» TEXT SEGMENT:
Why You Need Omega 3 Fatty Acids

Omega 3 fatty acids were around for a long time before people knew what they were or how they worked in the body.  Children were daily given tablespoons of cod liver oil by parents who only knew “It’s good for you, swallow it.”  And then, in the 1970’s, according to the story, there was a group of researchers studying an Inuit tribe in Greenland. They found that the Inuit ate a diet high in whale and seal blubber and had virtually no cardiovascular disease. In fact, they all collectively had lower heart rates, blood pressure, triglycerides and atherosclerosis.  Since that time, there have been numerous studies that support these findings as well as indicating that omega 3 fatty acids are essentially necessary for brain and eye development and heart health [1].

What exactly are omega 3 fatty acids?

Omega-3 fatty acids are what are known as essential unsaturated fatty acids. What this means:
1) They are essential in that that they are fundamental to our physiology but the human body does not naturally synthesize the omega 3 fatty acid molecule. We need to take them from external sources.
2) An unsaturated fatty acid is one in which there is at least one double bond (involving carbon bonds, C=C, with 4 electrons instead of the commonplace two. Fatty acids are called monounsaturated if they have only one double bond and polyunsaturated if they have more than one double bond. In contrast, saturated fat molecules have hydrogen atoms that “hook up” with the carbons and have no double bonds at all.
3) The “3” designation is because the double bond starts after the third carbon atom from the end of the carbon chain.
4) There are three kind of omega 3 fatty acids. Their scientific names are eicosapentaenoic acid (EPA), docosahexaenoic acid (DHA), and alpha-linolenic acid (ALA). EPA and DHA are found mostly in fish whereas ALA is found mostly in plants. EPA and DHA are the fatty acids that have the health benefits. ALA has to be converted to these other two fatty acids to be beneficial.

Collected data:
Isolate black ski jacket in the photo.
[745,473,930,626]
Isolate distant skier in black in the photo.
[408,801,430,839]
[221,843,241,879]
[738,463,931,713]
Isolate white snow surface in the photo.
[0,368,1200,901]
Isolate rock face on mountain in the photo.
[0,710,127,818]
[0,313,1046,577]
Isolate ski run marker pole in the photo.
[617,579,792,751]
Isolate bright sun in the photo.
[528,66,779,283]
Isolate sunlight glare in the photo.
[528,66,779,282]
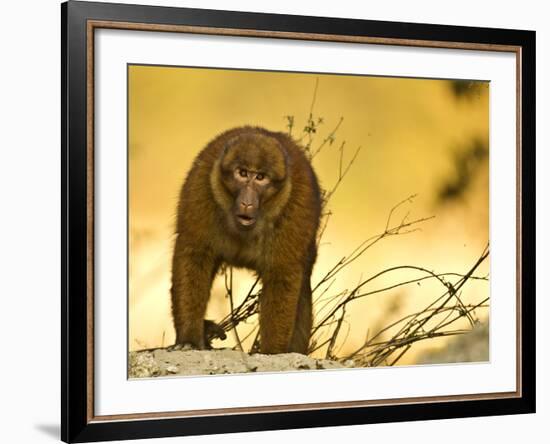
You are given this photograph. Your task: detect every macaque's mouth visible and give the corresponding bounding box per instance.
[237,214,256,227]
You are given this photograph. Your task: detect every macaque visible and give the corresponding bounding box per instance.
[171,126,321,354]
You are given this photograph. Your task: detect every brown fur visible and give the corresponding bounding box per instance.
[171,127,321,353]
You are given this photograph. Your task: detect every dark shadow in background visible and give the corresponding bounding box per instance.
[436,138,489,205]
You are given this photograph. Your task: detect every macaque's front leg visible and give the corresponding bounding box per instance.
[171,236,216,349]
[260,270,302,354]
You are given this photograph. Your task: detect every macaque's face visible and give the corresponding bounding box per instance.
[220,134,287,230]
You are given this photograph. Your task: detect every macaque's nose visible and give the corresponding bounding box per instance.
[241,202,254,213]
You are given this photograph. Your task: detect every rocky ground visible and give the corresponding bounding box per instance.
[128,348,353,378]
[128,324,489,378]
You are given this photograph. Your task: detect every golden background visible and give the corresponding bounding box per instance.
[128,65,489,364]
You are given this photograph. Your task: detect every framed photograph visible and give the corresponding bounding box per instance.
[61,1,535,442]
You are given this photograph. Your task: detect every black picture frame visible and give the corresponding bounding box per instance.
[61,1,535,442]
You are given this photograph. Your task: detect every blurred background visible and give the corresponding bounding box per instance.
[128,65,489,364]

==

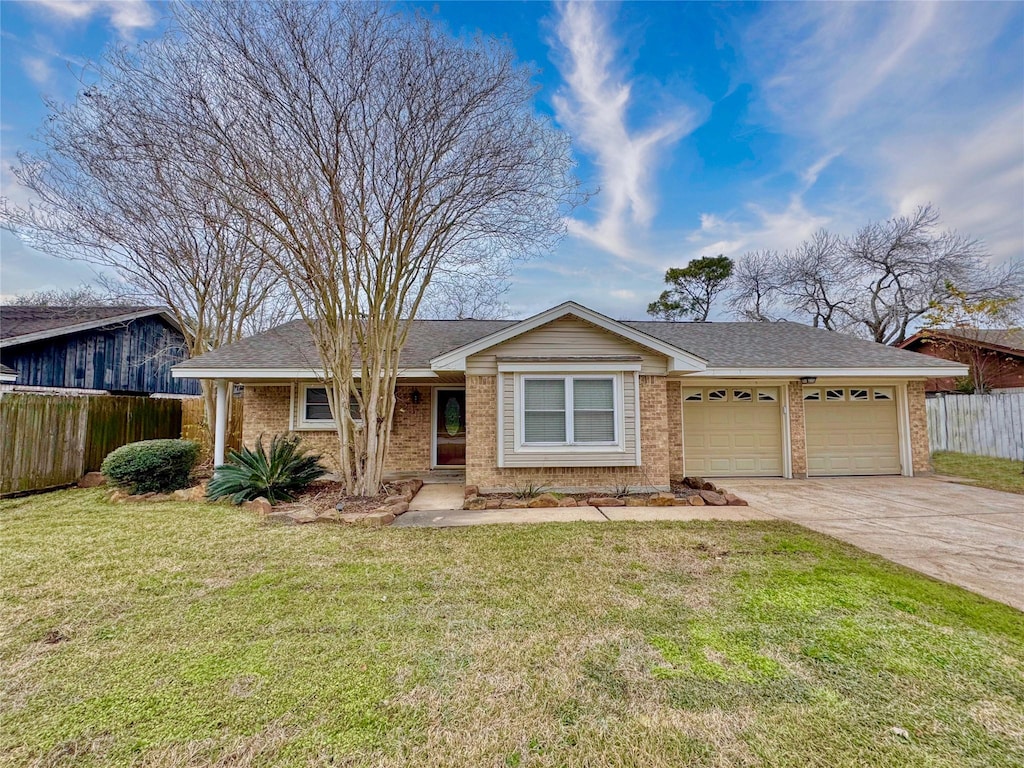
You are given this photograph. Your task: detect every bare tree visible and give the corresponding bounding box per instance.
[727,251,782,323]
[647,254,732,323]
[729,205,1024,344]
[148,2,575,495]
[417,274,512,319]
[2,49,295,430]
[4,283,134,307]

» EXERCISE SET:
1. In the omega 3 text, where are EPA and DHA mostly found?
2. Pick up the omega 3 fatty acids text after its final sentence and continue it.
These lines of collected data are separate material from the omega 3 text.

» ANSWERS PER TASK:
1. Mostly in fish.

2.
What are some benefits of Omega 3 fatty acids?

To name a few, omega 3 fatty acids have been known to treat or alleviate:
• Cardiovascular disease
• High blood pressure
• Rheumatoid arthritis
• Obesity
• Bipolar Disorder
• Depression
• High triglyceride levels

How do Omega 3 fatty acids work?

Our bodies are made up of cells. Each cell has a membrane (or wall) that is made up of fatty acids. A membrane of a cell must have:
1) The integrity to keep hold of required water and nutrients.
2) The fluidity to allow nutrients in and flush wastes out.

It is believed that consuming foods and supplements high in omega 3 fatty acids reinforce or even enhance desirable cell membrane characteristics such as resistance to inflammation and insulin sensitivity.

How will supplementing with Omega 3 fatty acids help me in my workouts?

You will be able to recover more quickly because there will tend to be less inflammation in the body parts you use in your work-outs. You will have better heart health. Your body will be more insulin sensitive so that the blood glucose from the carbohydrates in your post workout meal will more efficiently be stored in your muscles in the form of glycogen.

How much omega 3 foods should I consume to get a healthy amount?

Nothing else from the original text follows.